═════ STORED RECORDS

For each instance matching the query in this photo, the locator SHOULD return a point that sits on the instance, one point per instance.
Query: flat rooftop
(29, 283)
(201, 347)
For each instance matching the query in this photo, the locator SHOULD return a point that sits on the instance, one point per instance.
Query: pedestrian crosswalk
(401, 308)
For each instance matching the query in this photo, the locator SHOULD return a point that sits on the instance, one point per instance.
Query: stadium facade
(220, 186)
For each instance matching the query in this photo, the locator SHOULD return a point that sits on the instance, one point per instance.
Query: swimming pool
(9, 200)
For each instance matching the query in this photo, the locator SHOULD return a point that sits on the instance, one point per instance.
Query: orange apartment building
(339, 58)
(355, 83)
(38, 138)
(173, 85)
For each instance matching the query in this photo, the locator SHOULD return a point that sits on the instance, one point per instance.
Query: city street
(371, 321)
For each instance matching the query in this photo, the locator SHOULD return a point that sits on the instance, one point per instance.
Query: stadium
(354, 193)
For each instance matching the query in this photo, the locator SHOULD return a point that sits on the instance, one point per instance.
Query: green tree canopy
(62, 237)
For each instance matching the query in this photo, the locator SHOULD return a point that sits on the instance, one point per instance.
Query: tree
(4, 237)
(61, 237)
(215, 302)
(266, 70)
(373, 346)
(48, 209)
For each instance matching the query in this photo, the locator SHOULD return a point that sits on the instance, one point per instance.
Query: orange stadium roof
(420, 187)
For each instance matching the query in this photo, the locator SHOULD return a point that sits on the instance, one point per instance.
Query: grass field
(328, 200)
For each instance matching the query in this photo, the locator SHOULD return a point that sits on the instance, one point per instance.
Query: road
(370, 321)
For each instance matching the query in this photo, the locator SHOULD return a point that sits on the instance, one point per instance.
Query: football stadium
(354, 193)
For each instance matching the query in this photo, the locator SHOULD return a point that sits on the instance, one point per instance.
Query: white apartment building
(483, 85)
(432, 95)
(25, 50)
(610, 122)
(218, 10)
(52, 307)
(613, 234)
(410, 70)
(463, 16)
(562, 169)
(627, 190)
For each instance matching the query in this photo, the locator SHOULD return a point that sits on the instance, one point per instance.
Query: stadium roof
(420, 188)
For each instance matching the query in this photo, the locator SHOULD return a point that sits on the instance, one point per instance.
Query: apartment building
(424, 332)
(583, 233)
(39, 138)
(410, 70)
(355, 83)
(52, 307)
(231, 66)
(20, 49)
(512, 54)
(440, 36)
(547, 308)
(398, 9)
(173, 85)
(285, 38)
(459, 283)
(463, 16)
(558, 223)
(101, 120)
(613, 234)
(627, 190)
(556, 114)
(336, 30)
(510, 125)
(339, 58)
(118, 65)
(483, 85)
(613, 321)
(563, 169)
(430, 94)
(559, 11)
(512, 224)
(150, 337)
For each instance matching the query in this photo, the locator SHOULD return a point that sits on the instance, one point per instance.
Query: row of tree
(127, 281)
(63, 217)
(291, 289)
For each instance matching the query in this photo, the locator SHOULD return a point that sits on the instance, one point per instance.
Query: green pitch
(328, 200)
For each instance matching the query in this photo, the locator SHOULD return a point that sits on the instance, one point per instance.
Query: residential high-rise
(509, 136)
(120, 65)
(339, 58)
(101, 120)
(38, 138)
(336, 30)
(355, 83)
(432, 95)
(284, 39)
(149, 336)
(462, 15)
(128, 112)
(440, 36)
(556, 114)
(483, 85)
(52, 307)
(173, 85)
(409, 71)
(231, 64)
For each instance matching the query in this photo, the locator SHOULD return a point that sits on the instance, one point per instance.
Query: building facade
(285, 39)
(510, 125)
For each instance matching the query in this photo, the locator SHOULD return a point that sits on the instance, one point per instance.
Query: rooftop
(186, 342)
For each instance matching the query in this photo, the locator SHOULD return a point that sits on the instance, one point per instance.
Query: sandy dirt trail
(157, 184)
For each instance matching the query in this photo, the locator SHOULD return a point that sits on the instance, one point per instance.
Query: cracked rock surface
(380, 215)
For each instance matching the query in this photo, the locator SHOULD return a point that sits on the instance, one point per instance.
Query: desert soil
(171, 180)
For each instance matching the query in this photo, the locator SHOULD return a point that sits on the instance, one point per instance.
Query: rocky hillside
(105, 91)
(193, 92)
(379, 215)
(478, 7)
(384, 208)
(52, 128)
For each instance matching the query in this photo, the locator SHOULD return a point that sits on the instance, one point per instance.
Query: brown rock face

══════════

• _WRITTEN EXERCISE_: Count the lines above that contain the string "stadium", treating uppercase and lowercase as different, and reply with only the number.

• _SOLUTION TO THE PROBLEM_: 5